**Bacaan**
+ + +
Daftar Blog Saya

Rabu, 15 Mei 2019

TRIO SRIKANDI DESA KEBUNAN, “PEMBERANTAS RENTENIR

Oleh : Yudit Arif Adi Nugroho
Faskel Sosial KOTAKU
      Pemberian hibah atau pinjaman kepada masyarakat memiliki fungsi dan peran untuk mendorong berbagai reformasi dalam tata kelola kemasyarakatan dalam segala bidang, termasuk didalamnya reformasi dalam bidang ekonomi dan kesejahteraan. Dana bantuan dari lembaga-lembaga donor di Indonesia tidak langsung diberikan kepada masyarakat sebagai objek, tetapi disalurkan melalui Lembaga Swadaya Masyarakat (LSM) atau Lembaga Keuangan Bukan Bank (LKBB) dan perbankan. Tetapi pada kenyataannya bank kurang dapat diakses masyarakat secara mudah daripada LKBB. Sebab transaksi yang terlampau kecil tetapi dalam jumlah unit usaha yang sangat besar ini menyebabkan transaction cost sangat tinggi. Sehingga LKBB menjadi sebuah lembaga andalan untuk memberikan dana bantuan kepada masyarakat menengah ke bawah. 
      Secara formalitas hukum, LKBB terbagi menjadi LKBB informal dan formal. LKBB informal, seperti tengkulak, rentenir atau bank thithil alias nya’kanyak, lebih fleksibel karena tidak berbadan hukum, sedangkan LKBB formal, Koperasi Jasa Keuangan Syariah (KJKS) dan Koperasi Simpan Pinjam (KSP), umumnya tetap memperlakukan usaha kecil sama dengan usaha menengah ke atas dalam pengajuan pembiayaan, diantaranya mencakup kecukupan jaminan, modal, maupun kelayakan usaha yang dipandang memberatkan pelaku pengusaha kecil. 
     LKBB formal dan perbankan menerapkan syarat yang tidak mudah dipenuhi oleh masyarakat bawah. Hal tersebut kemudian menjadi latar belakang bagi rumah tangga miskin berupaya mencari alternatif pinjaman guna memenuhi kebutuhan mereka. Alternatif tersebut akhirnya jatuh pada LKBB informal, seperti tengkulak maupun rentenir yang dalam bahasa masyarakat jawa dikenal dengan sebutan bank thilthil atau nya'kanyak di daerah Sumenep.
+ + +
**Permintaan A**
Tulis ulang entri dari baris yang memuat "A point falls on each instance of the overcast" sampai dengan baris yang memuat "(248, 1094)", dengan mengganti "tower crane" menjadi "lifting crane". Jangan ubah bagian lainnya.
Bacaan di atas tidak ada hubungannya dengan entri-entri yang ada di sini.
+ + +
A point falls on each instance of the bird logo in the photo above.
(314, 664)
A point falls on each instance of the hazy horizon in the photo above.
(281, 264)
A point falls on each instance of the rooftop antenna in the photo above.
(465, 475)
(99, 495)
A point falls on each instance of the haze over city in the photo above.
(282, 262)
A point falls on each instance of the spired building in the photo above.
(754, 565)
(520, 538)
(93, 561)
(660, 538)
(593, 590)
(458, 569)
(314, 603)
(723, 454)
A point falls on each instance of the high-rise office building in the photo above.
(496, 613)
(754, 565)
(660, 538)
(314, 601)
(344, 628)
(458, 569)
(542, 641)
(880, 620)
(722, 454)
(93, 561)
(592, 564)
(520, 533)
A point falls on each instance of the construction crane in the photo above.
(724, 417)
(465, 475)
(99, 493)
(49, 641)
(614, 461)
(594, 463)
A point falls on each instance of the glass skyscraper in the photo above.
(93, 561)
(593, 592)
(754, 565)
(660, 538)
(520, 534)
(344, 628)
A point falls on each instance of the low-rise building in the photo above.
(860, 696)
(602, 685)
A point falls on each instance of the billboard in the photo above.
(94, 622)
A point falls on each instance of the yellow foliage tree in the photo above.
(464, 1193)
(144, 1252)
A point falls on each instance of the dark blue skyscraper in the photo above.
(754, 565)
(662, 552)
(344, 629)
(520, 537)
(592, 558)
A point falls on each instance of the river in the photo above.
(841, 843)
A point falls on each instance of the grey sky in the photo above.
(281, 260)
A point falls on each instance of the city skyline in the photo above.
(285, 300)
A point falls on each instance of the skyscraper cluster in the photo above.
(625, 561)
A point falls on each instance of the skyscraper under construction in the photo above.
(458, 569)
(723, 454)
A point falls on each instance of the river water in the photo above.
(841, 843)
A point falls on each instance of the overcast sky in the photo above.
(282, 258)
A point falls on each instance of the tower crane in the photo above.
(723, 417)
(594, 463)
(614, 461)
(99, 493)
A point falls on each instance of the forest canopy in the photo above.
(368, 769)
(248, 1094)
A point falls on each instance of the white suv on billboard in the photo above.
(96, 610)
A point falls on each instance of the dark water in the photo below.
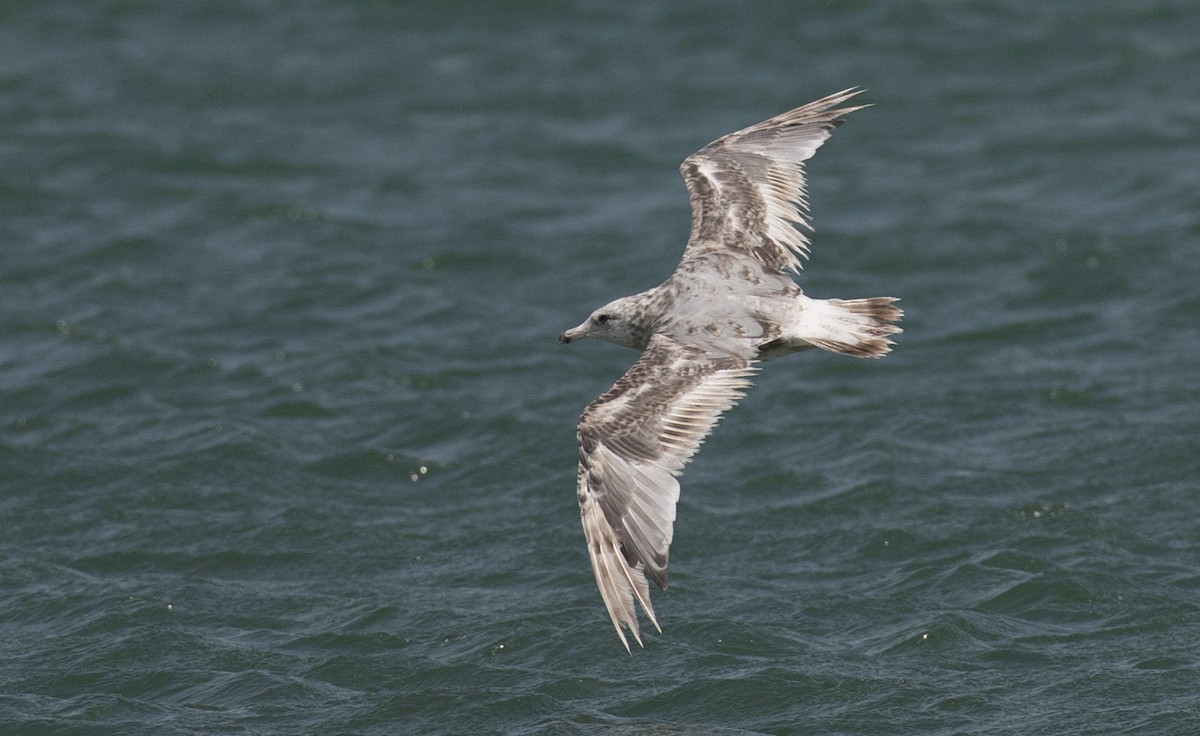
+ + +
**Permintaan B**
Teruskan bacaan tentang rentenir dan lembaga keuangan bukan bank itu, mulai setelah kalimat terakhirnya.

**Hasil Akhir A**
A point falls on each instance of the overcast sky in the photo above.
(282, 258)
A point falls on each instance of the lifting crane in the photo above.
(723, 417)
(594, 463)
(614, 461)
(99, 493)
A point falls on each instance of the forest canopy in the photo above.
(368, 769)
(248, 1094)

**Hasil Akhir B**
       Belum diketahui secara jelas dari mana dan siapa yang mengawali penyebutan bank thithil alias nya’kanyak. Sebagian masyarakat menyebut rentenir dengan sebutan bank thithil alias nya’kanyak karena ketika seorang “nasabah” meminjam sejumlah uang kepada rentenir, maka pihak rentenir akan meminta pengembalian uang yang telah dipinjam dilakukan secara sedikit demi sedikit atau dalam bahasa Jawa disebut di-thithili. Ada pula yang beranggapan bahwa para rentenir sebenarnya meminjamkan uang kepada “nasabah” untuk men-thithili atau mengerogoti harta yang dimiliki nasabah sehingga perlahan-lahan harta yang dimiliki akan habis untuk menutupi hutang kepada rentenir yang semakin hari semakin bertambah.
      Ditinjau dari sistem serta bunga yang dipatok kreditur terhadap debiturnya, bank thithil alias nyak'kanyak dinilai sangat merugikan masyarakat. Ditambah pula jika ditinjau dari sisi syari'at, terdapat unsur riba yang dapat mengurangi kesejahteraan masyarakat terutama masyarakat kalangan menengah kebawah. 
        Praktik bank thithil alias nya’kanyak terjadi hampir di seluruh pelosok Madura, bahkan merebak di daerah perkotaan. Praktik ini juga tidak melihat bagaimana bentuk kehidupan sosial dan keagamaan pada suatu daerah, seolah-olah bank thithil alias nya’kanyak telah menjadi bagian dari kehidupan sehari-hari di tiap-tiap daerah. Praktik bank thithil alias nya’kanyak seperti yang diuraikan di atas juga terjadi di Desa Kebunan Kecamatan Kota Sumenep.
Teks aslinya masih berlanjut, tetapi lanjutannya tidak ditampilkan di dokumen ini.